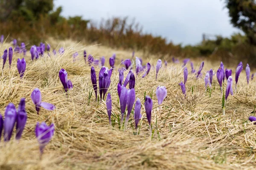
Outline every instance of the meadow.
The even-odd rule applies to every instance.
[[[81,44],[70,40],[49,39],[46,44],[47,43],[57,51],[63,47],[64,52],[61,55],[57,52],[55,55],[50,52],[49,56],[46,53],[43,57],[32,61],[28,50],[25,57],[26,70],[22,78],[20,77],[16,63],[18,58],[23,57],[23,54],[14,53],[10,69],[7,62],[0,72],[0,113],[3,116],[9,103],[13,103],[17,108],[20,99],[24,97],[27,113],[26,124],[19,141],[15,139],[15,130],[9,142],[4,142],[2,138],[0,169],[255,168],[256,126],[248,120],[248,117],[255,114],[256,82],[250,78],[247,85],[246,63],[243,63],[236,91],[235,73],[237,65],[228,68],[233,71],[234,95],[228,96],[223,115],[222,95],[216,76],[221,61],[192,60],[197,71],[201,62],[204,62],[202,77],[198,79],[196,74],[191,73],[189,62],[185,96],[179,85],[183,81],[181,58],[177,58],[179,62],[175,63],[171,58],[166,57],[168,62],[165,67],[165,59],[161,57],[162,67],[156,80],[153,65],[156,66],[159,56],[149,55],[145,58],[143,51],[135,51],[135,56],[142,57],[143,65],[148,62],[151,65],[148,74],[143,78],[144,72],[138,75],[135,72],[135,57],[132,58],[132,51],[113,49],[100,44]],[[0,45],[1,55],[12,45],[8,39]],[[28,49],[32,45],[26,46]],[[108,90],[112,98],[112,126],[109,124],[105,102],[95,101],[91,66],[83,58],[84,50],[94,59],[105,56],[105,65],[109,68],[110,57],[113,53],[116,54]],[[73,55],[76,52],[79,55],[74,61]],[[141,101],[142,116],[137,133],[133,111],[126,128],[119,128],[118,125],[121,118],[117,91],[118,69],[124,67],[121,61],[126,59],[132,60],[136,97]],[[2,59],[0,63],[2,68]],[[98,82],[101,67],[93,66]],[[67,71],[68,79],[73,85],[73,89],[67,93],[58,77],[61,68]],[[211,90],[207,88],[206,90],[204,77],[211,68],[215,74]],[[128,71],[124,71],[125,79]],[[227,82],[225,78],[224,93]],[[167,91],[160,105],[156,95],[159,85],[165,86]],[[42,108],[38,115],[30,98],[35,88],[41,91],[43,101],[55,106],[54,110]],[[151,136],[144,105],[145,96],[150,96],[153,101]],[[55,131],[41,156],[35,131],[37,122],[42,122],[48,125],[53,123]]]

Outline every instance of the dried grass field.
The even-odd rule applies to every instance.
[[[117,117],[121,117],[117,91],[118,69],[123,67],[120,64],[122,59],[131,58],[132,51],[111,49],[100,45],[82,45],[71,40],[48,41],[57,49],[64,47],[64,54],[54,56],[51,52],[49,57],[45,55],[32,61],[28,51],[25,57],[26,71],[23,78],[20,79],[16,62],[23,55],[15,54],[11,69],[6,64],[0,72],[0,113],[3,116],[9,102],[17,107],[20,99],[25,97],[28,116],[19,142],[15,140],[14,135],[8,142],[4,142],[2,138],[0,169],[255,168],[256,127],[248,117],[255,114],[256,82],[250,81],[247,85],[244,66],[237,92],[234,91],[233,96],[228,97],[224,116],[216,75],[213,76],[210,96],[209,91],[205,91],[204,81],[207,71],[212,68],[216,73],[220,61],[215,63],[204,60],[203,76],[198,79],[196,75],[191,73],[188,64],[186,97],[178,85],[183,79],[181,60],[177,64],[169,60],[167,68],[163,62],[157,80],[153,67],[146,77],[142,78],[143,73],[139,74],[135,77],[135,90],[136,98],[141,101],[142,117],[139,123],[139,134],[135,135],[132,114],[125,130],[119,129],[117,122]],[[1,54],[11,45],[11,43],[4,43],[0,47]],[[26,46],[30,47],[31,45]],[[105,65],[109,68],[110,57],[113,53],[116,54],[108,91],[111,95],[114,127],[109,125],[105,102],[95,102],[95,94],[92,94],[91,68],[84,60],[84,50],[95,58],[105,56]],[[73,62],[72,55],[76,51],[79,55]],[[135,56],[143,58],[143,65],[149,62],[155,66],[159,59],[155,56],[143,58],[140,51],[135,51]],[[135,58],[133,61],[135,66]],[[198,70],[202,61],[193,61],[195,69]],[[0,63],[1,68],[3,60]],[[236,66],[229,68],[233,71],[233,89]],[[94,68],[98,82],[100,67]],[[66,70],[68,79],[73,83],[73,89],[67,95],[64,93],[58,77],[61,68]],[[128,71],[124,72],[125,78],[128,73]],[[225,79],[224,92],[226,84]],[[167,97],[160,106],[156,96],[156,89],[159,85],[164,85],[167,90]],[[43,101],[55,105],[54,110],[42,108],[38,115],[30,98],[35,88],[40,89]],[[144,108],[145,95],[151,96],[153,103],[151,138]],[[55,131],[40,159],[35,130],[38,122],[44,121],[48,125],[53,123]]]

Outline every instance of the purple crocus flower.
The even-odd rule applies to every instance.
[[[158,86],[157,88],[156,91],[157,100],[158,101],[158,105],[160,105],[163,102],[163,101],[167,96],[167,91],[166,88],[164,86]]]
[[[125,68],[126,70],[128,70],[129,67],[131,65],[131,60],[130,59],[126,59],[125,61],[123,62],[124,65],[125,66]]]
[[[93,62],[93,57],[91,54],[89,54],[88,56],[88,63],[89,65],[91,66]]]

+-------+

* Written task *
Please reproduce the listing above word for word, covering all of it but leaving out the pictures.

* Expected answer *
Outline every instance of the meadow.
The even-odd rule applies to every instance.
[[[81,44],[70,40],[49,39],[46,44],[47,43],[57,51],[63,47],[64,52],[61,55],[57,52],[55,55],[50,52],[49,56],[46,53],[43,57],[32,61],[28,50],[25,57],[26,70],[22,78],[20,77],[16,63],[18,58],[23,57],[23,54],[14,53],[10,69],[7,62],[0,72],[0,113],[3,116],[9,103],[13,103],[17,108],[20,99],[24,97],[27,113],[26,124],[19,141],[15,139],[15,130],[9,142],[4,142],[2,138],[0,169],[255,168],[256,126],[248,120],[248,117],[255,114],[256,82],[250,78],[247,85],[246,63],[243,63],[236,91],[235,73],[237,65],[228,68],[233,71],[234,95],[228,96],[223,115],[222,95],[216,76],[221,61],[192,60],[197,71],[201,62],[204,62],[202,77],[198,79],[196,74],[191,73],[189,62],[185,96],[179,85],[183,81],[181,58],[177,58],[179,62],[175,63],[171,58],[166,57],[168,62],[165,67],[165,59],[161,57],[162,67],[156,80],[153,65],[156,66],[159,56],[149,55],[145,58],[143,51],[135,51],[135,56],[142,57],[143,65],[148,62],[151,65],[148,74],[143,78],[144,72],[138,75],[135,72],[135,57],[132,58],[132,51],[113,49],[100,44]],[[0,45],[1,55],[12,45],[8,39]],[[28,49],[32,45],[26,46]],[[108,90],[112,98],[112,126],[109,124],[105,102],[95,101],[91,66],[83,58],[84,50],[94,59],[105,56],[105,65],[109,68],[110,57],[113,53],[116,54]],[[73,55],[76,52],[79,55],[74,61]],[[141,101],[142,116],[137,133],[133,111],[126,128],[119,128],[118,125],[121,118],[117,91],[118,69],[124,67],[121,61],[126,59],[132,60],[136,97]],[[2,59],[0,63],[2,68]],[[98,82],[101,67],[93,66]],[[67,71],[68,79],[73,85],[73,89],[67,93],[58,77],[61,68]],[[211,90],[207,88],[206,90],[204,77],[211,68],[215,74]],[[128,71],[124,71],[125,79]],[[227,82],[225,78],[224,93]],[[167,91],[160,105],[156,95],[159,85],[165,86]],[[42,108],[38,115],[30,98],[35,88],[41,91],[43,101],[55,106],[54,110]],[[151,136],[144,105],[145,96],[150,96],[153,101]],[[55,131],[41,156],[35,131],[37,122],[42,122],[48,125],[53,123]]]

Outline every instance of the dried grass field.
The even-odd rule applies to every instance.
[[[117,117],[121,117],[117,91],[118,69],[123,67],[120,64],[122,59],[131,58],[132,51],[111,49],[100,45],[82,45],[71,40],[48,41],[57,49],[64,47],[64,54],[54,56],[51,52],[49,57],[45,55],[32,61],[28,51],[25,57],[26,71],[23,78],[20,79],[16,62],[23,55],[15,54],[11,69],[6,64],[0,72],[0,113],[3,116],[9,102],[17,107],[20,99],[25,97],[28,116],[19,142],[15,140],[14,135],[8,142],[4,142],[2,138],[0,169],[255,168],[256,127],[248,117],[255,114],[256,82],[250,81],[247,85],[244,66],[237,92],[234,91],[233,96],[228,97],[224,116],[216,75],[213,76],[210,96],[209,91],[205,91],[204,81],[207,71],[212,68],[216,73],[220,61],[215,63],[204,60],[203,76],[198,79],[196,75],[191,73],[188,64],[186,97],[178,85],[183,79],[181,60],[177,64],[169,60],[167,68],[163,62],[157,80],[153,67],[146,77],[142,78],[143,73],[139,74],[135,77],[135,90],[136,98],[141,101],[142,117],[139,123],[139,134],[135,135],[132,114],[125,130],[119,129],[117,122]],[[1,54],[11,45],[11,43],[4,43],[0,47]],[[26,46],[30,47],[31,45]],[[105,65],[109,68],[110,57],[113,53],[116,54],[108,91],[111,95],[114,127],[109,125],[105,102],[95,102],[95,94],[92,94],[91,68],[84,60],[84,50],[95,58],[105,56]],[[73,62],[72,55],[76,51],[79,55]],[[135,56],[143,58],[143,65],[149,62],[155,66],[159,59],[155,56],[143,58],[140,51],[135,51]],[[135,58],[133,61],[135,66]],[[198,70],[202,61],[193,61],[195,69]],[[0,63],[1,68],[3,60]],[[236,66],[229,68],[233,71],[233,89]],[[94,68],[98,82],[100,67]],[[66,70],[68,79],[73,83],[73,89],[67,95],[64,93],[58,77],[61,68]],[[128,71],[124,72],[125,78],[128,73]],[[225,79],[224,92],[226,84]],[[167,97],[160,106],[156,96],[156,89],[159,85],[164,85],[167,90]],[[43,101],[55,105],[54,110],[42,108],[38,115],[30,98],[35,88],[40,89]],[[144,108],[145,95],[151,96],[153,103],[151,138]],[[55,131],[40,159],[35,130],[38,122],[44,121],[48,125],[53,123]]]

Outline every instance of the purple crocus flower.
The even-odd rule applies to every instance.
[[[158,86],[157,88],[156,91],[157,100],[158,101],[158,105],[160,105],[163,102],[163,101],[167,96],[167,91],[166,88],[164,86]]]
[[[125,68],[126,70],[128,70],[129,67],[131,65],[131,60],[130,59],[126,59],[125,61],[123,62],[124,65],[125,66]]]
[[[93,62],[93,57],[91,54],[89,54],[88,56],[88,63],[89,65],[91,66]]]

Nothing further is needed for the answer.